─── PROVIDED MATERIAL

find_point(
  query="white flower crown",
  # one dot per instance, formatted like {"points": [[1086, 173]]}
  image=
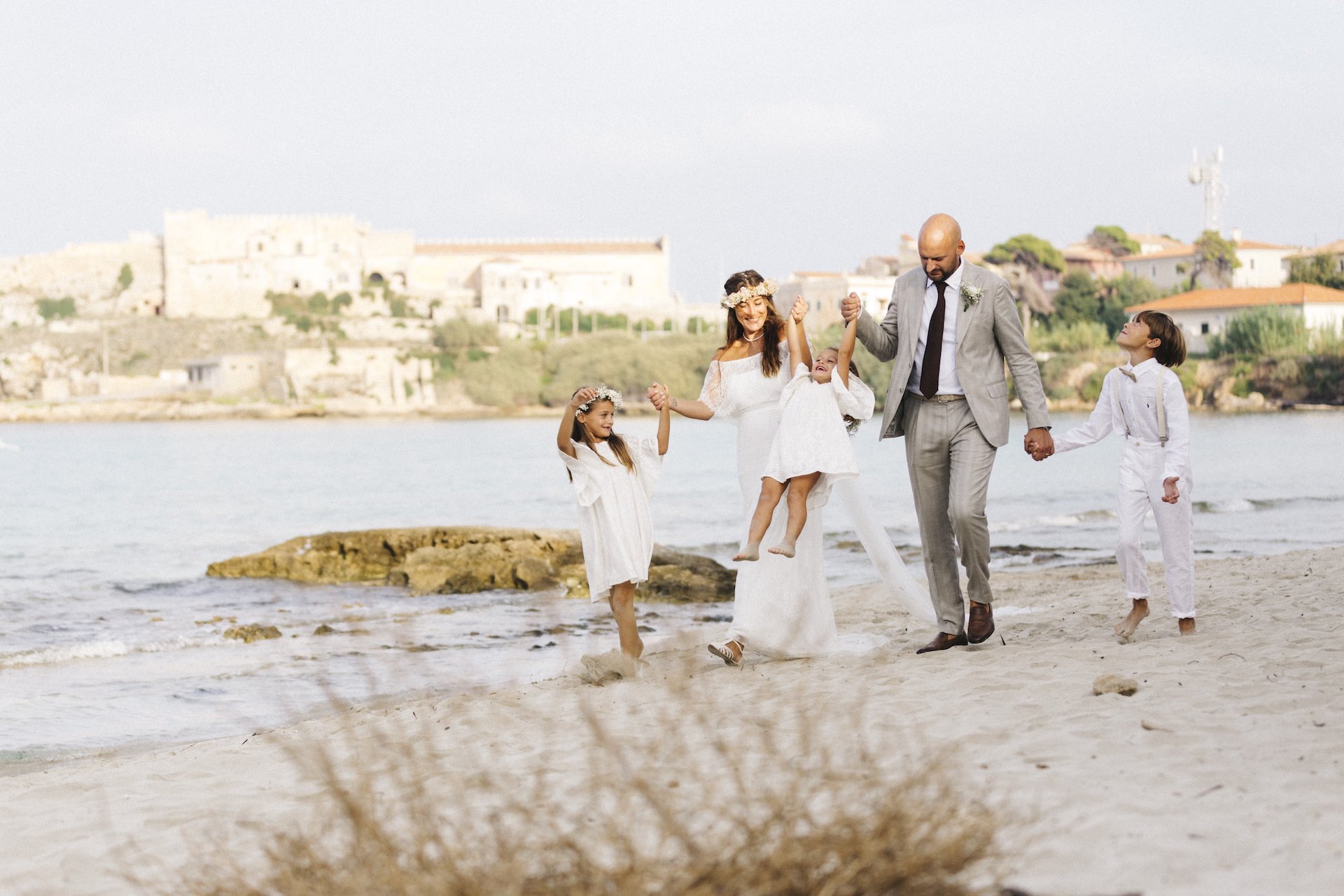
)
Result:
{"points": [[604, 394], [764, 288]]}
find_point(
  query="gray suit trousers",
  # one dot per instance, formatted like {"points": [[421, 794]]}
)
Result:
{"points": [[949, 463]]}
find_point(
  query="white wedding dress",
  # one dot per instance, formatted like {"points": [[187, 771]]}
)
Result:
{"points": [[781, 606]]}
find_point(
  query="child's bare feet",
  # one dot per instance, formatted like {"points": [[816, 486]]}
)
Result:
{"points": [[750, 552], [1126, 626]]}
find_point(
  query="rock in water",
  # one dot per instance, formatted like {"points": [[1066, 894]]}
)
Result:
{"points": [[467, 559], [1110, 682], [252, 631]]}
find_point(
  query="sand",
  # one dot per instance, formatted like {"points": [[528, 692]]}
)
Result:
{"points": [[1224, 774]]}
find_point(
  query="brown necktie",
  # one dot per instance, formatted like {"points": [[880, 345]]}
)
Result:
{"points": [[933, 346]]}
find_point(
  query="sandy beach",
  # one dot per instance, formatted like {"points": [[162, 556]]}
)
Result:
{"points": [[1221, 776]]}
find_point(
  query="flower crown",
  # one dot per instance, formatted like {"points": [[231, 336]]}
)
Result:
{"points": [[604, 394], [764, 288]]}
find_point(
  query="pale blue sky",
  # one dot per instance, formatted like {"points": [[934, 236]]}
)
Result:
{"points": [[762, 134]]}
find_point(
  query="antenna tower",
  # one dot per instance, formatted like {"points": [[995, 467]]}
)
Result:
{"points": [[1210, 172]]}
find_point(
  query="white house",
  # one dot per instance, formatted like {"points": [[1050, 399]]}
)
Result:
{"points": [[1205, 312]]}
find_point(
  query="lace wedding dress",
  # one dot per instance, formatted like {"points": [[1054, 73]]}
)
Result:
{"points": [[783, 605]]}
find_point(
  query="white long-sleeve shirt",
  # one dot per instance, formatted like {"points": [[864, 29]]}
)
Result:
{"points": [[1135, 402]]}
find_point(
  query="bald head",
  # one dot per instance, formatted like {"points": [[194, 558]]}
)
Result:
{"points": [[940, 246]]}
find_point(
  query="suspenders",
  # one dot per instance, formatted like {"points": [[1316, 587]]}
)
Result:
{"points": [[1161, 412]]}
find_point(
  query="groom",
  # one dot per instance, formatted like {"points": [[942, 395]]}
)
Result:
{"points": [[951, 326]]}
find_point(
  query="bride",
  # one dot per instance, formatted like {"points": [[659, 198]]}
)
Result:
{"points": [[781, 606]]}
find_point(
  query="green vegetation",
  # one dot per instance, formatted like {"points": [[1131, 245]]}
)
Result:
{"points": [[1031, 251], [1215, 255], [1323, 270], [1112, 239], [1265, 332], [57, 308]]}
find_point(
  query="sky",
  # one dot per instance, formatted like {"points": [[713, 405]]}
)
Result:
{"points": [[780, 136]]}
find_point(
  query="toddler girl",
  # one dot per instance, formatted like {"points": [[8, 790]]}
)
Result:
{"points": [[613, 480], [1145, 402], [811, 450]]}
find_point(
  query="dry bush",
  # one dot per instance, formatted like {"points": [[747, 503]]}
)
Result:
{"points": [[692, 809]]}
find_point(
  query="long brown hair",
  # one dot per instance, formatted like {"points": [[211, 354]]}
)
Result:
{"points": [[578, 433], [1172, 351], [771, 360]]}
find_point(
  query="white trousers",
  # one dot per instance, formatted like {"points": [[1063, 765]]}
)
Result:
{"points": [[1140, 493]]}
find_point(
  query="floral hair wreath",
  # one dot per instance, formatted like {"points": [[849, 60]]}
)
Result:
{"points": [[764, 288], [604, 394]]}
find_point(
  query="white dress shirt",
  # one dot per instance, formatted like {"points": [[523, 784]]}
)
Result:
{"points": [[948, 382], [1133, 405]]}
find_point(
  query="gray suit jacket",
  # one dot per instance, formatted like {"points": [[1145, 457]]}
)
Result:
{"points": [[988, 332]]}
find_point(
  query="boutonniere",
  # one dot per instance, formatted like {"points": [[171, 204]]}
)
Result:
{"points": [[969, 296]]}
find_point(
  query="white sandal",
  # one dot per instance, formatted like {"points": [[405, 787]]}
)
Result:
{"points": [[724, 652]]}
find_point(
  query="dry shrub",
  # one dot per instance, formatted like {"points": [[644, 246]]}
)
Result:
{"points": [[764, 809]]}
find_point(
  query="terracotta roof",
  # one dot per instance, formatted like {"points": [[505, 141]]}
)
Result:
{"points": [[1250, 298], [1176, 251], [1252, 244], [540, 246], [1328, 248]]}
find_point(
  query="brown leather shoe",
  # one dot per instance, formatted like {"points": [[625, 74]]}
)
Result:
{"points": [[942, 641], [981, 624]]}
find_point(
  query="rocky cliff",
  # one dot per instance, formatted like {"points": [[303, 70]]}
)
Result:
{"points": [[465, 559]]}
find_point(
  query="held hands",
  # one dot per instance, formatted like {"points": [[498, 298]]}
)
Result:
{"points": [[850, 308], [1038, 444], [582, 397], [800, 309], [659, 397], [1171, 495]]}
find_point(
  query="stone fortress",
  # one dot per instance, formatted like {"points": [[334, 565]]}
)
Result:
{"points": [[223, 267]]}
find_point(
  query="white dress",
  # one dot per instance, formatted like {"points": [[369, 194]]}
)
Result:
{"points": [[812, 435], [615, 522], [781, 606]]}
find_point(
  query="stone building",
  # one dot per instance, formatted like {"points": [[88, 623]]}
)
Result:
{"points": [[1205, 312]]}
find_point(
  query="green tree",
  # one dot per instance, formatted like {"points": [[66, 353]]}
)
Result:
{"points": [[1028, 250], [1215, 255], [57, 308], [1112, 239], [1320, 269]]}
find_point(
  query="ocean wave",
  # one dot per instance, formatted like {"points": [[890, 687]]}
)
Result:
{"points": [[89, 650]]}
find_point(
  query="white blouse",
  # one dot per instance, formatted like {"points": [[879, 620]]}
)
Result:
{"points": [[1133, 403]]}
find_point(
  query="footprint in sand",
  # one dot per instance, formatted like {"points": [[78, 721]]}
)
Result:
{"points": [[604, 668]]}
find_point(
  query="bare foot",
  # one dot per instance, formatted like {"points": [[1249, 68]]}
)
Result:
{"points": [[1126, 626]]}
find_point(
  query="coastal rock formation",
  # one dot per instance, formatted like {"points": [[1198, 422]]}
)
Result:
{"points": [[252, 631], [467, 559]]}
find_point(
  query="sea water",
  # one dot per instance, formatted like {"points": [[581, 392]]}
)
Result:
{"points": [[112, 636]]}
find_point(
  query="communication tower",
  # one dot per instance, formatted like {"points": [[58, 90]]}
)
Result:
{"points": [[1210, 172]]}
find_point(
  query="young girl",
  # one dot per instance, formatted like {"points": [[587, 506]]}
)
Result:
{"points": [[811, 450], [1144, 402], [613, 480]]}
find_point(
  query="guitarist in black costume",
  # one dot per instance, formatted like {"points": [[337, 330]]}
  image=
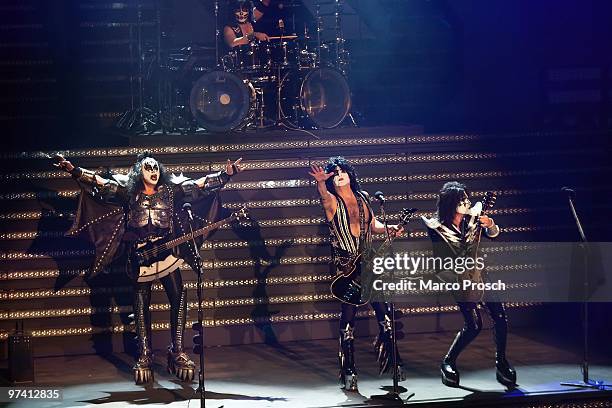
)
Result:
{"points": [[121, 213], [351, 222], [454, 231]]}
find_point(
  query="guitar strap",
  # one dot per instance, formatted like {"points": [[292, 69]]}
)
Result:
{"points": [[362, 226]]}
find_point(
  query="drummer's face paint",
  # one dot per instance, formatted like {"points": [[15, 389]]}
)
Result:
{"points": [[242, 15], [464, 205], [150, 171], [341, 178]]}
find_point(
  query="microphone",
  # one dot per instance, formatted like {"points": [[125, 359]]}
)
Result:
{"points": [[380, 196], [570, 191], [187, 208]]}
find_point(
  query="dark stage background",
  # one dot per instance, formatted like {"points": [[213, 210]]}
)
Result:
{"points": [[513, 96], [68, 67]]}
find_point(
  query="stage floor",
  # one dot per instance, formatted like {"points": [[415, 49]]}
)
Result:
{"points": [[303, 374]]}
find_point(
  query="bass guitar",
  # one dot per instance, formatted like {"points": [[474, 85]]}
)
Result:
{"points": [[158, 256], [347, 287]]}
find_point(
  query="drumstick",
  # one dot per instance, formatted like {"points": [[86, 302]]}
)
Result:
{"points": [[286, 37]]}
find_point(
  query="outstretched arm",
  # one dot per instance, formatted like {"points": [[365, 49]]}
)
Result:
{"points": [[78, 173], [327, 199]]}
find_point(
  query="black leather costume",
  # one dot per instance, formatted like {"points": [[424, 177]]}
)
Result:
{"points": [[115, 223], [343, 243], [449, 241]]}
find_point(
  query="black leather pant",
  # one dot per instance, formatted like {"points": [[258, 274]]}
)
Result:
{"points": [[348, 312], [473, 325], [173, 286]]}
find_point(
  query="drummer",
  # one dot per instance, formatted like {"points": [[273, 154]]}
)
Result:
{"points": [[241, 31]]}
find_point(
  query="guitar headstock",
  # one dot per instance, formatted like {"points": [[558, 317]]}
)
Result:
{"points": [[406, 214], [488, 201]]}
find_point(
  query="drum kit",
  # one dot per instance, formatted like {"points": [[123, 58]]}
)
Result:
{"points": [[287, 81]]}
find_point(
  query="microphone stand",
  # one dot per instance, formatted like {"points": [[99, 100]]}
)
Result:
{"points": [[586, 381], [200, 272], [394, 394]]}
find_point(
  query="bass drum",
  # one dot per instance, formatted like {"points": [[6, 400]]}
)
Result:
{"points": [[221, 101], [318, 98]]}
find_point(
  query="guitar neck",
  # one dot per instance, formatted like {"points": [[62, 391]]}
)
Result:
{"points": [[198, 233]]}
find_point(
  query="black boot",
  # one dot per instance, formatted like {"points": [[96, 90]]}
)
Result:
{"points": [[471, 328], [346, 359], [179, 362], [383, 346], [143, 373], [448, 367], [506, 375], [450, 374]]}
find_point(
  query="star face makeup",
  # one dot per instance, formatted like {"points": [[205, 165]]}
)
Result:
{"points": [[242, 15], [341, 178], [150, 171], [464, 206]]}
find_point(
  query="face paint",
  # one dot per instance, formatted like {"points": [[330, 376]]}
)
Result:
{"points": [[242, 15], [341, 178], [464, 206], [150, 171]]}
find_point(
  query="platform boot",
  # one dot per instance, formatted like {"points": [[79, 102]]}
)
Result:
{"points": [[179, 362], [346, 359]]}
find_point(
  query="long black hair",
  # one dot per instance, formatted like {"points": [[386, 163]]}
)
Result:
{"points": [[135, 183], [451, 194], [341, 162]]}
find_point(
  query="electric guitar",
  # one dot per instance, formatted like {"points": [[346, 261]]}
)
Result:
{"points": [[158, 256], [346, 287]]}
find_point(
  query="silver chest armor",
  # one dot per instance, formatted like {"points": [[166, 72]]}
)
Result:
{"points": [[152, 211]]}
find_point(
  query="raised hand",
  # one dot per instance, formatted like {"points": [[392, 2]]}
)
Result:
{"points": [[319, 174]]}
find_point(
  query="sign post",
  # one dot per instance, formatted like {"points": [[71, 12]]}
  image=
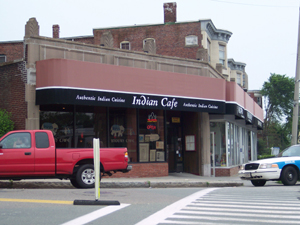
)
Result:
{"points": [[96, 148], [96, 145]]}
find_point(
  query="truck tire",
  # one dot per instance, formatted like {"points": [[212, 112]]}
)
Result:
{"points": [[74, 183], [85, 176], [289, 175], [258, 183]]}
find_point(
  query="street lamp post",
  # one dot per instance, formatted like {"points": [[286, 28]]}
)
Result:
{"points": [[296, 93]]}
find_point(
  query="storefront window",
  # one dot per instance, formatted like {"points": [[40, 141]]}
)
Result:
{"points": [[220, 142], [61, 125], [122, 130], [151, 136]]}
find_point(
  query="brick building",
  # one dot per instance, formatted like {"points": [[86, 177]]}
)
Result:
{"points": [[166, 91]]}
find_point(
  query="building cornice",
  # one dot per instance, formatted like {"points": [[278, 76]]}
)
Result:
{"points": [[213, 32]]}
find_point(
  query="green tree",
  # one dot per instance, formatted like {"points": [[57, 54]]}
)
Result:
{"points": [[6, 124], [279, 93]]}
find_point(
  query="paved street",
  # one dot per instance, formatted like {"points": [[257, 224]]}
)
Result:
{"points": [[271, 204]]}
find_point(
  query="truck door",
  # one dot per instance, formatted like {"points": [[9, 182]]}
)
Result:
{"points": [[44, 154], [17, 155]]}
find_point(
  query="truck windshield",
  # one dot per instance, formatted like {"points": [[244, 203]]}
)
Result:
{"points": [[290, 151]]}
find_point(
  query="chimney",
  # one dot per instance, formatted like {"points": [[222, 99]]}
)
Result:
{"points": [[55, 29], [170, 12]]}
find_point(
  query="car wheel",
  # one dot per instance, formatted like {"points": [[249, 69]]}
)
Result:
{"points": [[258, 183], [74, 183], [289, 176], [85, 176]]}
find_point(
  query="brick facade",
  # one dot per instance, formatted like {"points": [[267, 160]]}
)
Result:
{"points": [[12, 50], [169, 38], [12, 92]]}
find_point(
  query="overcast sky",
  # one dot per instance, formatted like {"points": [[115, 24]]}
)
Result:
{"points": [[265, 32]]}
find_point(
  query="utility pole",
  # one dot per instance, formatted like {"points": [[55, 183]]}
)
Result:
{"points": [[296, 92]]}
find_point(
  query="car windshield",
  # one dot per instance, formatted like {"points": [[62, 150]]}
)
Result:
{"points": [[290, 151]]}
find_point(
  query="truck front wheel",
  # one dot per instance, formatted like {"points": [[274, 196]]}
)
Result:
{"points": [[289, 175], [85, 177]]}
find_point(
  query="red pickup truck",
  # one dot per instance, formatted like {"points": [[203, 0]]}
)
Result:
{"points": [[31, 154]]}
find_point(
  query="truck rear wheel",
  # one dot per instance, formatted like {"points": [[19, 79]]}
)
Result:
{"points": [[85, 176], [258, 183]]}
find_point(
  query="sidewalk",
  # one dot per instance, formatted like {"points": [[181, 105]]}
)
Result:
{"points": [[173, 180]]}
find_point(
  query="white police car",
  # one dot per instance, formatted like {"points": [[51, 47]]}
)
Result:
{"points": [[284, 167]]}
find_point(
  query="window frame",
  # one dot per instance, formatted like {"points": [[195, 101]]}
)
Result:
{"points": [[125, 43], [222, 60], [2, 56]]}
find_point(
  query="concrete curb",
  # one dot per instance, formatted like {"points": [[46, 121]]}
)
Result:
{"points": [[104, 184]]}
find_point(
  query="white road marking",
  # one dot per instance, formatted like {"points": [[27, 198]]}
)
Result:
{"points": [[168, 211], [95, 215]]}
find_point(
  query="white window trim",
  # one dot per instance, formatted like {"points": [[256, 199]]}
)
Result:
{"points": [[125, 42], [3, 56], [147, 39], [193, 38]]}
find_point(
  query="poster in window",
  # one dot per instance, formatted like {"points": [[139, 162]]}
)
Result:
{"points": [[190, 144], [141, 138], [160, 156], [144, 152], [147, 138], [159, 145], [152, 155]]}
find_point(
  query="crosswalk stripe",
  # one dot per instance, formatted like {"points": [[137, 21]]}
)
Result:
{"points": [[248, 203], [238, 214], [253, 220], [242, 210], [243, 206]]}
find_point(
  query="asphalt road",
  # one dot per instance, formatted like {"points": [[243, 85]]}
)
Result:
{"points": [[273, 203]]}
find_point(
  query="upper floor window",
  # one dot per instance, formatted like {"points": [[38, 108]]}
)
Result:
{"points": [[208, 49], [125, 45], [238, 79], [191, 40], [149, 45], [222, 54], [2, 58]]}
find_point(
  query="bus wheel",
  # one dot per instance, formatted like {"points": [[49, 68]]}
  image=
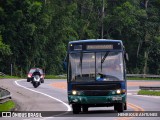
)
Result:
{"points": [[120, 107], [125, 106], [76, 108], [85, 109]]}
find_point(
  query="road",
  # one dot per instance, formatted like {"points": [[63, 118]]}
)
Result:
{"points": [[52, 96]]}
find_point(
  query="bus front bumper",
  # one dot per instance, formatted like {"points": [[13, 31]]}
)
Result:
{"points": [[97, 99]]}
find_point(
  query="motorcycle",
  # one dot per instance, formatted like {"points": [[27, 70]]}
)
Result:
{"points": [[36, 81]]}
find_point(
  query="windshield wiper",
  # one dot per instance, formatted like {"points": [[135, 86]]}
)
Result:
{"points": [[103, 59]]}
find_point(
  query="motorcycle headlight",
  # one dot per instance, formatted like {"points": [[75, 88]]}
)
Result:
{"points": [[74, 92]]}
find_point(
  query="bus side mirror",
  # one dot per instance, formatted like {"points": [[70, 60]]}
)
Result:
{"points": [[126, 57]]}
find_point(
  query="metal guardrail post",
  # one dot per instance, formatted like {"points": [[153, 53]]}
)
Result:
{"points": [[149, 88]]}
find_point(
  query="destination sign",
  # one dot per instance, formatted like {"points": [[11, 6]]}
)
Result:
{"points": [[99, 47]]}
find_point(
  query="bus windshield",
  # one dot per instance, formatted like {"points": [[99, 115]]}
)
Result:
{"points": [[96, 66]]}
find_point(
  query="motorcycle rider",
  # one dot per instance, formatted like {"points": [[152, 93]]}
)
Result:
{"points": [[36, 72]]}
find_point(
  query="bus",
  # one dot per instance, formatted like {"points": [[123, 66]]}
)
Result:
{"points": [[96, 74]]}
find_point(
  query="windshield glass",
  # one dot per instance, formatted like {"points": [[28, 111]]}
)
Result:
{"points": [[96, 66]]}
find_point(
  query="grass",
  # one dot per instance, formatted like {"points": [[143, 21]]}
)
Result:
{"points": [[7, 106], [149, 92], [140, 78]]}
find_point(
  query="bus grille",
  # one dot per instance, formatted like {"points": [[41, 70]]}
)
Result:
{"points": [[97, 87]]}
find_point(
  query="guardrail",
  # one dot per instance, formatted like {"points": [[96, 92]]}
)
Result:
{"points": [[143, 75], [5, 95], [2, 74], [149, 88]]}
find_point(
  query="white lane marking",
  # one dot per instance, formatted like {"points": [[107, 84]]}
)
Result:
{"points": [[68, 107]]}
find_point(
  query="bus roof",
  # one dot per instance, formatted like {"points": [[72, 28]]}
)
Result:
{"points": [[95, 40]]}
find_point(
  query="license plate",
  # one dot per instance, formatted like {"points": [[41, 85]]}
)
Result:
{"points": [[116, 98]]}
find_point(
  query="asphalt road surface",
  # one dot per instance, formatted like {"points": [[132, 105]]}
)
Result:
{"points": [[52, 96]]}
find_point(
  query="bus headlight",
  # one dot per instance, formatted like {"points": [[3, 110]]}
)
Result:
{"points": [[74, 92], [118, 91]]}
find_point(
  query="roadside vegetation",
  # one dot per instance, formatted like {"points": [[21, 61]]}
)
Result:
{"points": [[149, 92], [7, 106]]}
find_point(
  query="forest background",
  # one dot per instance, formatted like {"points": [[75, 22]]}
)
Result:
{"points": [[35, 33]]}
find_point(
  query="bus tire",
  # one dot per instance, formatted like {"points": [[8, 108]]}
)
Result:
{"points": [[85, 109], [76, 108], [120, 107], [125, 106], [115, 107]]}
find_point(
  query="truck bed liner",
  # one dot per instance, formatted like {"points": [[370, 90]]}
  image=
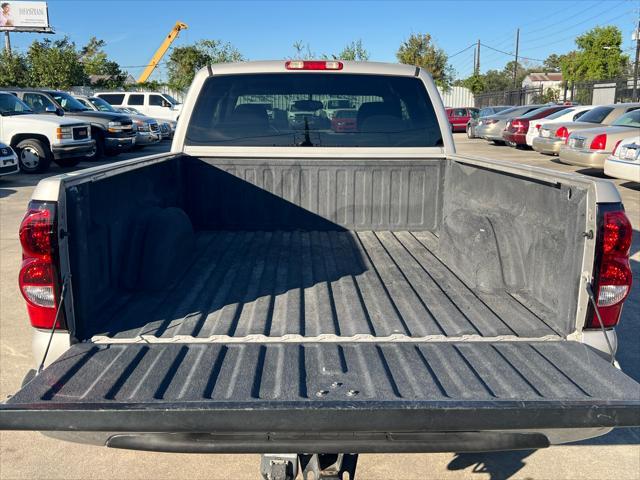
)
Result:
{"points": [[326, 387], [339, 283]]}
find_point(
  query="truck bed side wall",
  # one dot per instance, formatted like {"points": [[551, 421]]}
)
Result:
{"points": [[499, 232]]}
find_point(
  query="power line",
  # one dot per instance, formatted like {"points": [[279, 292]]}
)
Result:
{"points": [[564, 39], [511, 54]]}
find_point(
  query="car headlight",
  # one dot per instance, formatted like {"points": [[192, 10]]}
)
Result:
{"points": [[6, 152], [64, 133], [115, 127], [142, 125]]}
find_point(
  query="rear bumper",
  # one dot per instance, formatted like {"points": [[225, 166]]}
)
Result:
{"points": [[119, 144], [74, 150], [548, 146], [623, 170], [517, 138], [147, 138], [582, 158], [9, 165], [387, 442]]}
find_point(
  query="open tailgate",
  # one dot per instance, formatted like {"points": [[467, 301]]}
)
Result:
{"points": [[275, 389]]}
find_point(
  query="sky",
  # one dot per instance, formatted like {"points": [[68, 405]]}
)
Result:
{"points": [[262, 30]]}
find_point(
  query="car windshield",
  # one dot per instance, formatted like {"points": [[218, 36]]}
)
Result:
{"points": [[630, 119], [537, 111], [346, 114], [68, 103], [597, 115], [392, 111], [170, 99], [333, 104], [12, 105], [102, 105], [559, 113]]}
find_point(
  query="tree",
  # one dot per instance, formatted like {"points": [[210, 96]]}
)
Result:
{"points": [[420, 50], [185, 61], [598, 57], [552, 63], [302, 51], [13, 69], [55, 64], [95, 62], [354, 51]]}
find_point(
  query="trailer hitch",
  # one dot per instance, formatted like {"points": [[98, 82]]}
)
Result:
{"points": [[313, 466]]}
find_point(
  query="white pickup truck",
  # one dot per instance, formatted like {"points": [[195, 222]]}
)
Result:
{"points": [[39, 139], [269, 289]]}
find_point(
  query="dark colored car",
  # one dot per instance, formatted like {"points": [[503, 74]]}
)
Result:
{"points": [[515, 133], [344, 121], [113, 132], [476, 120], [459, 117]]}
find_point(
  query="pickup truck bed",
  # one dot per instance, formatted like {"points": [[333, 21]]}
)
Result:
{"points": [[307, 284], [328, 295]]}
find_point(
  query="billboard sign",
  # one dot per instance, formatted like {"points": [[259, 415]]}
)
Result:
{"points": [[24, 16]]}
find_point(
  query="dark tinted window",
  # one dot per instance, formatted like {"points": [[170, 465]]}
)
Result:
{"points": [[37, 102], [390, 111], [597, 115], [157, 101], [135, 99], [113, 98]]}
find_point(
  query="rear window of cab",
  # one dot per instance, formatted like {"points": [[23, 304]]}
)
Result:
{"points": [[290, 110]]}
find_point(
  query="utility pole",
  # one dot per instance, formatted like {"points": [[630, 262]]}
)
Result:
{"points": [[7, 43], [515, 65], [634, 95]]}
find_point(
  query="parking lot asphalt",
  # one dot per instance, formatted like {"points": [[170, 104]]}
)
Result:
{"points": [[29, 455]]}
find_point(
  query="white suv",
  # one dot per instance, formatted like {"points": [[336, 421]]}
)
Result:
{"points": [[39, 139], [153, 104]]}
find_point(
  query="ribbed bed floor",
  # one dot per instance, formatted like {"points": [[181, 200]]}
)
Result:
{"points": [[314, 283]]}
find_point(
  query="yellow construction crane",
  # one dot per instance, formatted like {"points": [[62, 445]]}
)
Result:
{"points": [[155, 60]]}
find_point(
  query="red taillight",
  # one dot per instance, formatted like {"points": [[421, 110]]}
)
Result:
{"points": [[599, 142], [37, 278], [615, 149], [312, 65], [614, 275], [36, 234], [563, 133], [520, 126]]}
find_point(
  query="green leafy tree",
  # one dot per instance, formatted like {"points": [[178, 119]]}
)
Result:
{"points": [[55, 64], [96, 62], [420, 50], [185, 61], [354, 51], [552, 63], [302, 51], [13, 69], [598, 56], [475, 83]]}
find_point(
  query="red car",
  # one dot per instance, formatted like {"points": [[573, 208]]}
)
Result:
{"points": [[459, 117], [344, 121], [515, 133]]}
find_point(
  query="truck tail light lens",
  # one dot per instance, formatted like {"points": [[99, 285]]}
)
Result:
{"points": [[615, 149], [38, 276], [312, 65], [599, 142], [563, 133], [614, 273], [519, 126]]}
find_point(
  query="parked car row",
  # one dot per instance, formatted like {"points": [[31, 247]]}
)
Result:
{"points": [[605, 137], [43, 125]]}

──────

■ TO BE DONE
Gather each line of the entries above that contains the string "dark", treating uppercase and lowercase letters as distinct.

■ THE RESPONSE
  query="dark stage background",
  query="dark colored car",
  query="dark tinted window",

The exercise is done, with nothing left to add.